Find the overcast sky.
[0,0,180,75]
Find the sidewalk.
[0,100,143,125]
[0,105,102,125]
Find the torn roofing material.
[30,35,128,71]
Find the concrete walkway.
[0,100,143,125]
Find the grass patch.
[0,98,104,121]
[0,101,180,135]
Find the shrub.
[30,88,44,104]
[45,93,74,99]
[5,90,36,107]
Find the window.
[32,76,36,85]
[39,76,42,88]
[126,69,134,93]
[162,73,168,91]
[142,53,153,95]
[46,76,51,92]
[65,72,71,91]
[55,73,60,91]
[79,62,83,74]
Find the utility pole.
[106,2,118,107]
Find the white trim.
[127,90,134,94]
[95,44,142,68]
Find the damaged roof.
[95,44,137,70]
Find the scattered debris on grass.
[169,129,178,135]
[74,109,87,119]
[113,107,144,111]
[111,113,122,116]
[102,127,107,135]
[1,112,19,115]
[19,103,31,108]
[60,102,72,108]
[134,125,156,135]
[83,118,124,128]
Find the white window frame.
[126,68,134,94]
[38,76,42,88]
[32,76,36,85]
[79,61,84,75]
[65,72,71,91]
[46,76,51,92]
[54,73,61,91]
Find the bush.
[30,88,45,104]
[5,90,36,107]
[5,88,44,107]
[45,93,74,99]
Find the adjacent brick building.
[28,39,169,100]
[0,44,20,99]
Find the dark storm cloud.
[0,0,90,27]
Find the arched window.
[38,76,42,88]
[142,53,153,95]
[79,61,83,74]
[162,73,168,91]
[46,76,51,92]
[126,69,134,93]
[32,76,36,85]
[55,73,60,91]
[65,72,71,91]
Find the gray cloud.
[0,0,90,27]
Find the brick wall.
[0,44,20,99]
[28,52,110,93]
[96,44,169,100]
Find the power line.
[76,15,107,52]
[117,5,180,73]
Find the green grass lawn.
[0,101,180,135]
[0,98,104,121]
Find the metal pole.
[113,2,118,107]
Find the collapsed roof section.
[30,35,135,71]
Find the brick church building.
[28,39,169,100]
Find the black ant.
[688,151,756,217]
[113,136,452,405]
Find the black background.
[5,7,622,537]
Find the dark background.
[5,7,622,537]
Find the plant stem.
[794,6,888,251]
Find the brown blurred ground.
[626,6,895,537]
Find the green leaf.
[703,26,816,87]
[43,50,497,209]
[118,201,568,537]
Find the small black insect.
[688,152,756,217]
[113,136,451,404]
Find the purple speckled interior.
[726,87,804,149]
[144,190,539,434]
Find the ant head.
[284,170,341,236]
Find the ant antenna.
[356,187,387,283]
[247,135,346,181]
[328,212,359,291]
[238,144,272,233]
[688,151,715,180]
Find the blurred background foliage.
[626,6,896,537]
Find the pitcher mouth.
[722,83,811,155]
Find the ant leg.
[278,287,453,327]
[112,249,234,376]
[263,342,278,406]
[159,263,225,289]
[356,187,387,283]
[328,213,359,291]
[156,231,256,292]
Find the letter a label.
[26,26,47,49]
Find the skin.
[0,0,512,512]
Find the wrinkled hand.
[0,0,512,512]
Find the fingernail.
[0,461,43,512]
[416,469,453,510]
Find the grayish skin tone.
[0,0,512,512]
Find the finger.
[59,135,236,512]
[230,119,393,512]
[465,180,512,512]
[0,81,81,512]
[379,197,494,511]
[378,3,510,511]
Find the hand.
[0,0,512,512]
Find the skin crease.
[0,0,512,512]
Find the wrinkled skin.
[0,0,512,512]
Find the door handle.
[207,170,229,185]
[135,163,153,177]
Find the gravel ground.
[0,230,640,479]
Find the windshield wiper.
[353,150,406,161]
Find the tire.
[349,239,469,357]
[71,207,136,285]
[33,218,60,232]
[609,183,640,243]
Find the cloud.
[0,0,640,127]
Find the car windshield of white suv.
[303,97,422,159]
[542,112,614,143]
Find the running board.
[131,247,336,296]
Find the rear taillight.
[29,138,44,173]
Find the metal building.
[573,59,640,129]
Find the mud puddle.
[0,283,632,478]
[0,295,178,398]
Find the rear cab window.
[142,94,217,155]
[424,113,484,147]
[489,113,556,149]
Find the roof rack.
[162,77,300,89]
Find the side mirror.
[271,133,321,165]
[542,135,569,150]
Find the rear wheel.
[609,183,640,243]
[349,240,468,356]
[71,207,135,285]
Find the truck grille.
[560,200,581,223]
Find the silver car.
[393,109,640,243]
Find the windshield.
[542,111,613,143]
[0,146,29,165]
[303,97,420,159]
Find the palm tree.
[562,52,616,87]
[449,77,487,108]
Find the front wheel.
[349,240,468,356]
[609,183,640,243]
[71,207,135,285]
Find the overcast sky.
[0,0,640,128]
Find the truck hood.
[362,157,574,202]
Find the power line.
####
=== Work to do ===
Starting at the line containing "Find the metal pole." and ending with the line containing "[794,6,888,251]", rewrite that stretch of the material with "plant stem" changed to "flower stem" and nothing else altered.

=== Exercise answer ===
Find the metal pole.
[113,2,118,107]
Find the collapsed roof section.
[30,35,135,71]
Find the brick church building.
[28,39,169,100]
Find the black ant.
[688,151,756,217]
[113,136,452,405]
Find the black background.
[5,7,622,537]
Find the dark background.
[5,7,622,537]
Find the flower stem.
[794,6,888,251]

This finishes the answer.